# What is expected:
Turn the rows below into a numbered list, leaving out any blank lines.

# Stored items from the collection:
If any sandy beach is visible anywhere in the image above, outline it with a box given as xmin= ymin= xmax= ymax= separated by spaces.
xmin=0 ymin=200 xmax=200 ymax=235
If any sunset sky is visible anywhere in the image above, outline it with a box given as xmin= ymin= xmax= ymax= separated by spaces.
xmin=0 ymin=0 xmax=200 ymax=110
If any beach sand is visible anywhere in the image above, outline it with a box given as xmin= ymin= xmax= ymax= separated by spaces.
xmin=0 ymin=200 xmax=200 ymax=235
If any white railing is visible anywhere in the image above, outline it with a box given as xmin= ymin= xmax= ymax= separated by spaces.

# Written solution:
1. If any sandy beach is visible anywhere in the image above, outline it with a box given as xmin= ymin= xmax= ymax= separated by spaces.
2. xmin=0 ymin=200 xmax=200 ymax=235
3. If any sunset sky is visible anywhere in the image above, outline it with a box given as xmin= ymin= xmax= ymax= separated by spaces.
4. xmin=0 ymin=0 xmax=200 ymax=110
5. If any beach sand is visible anywhere in the image above, outline it with a box given as xmin= ymin= xmax= ymax= separated by spaces.
6. xmin=0 ymin=200 xmax=200 ymax=235
7. If any white railing is visible anywhere in the image above, outline it with a box given as xmin= ymin= xmax= ymax= separated by spaces.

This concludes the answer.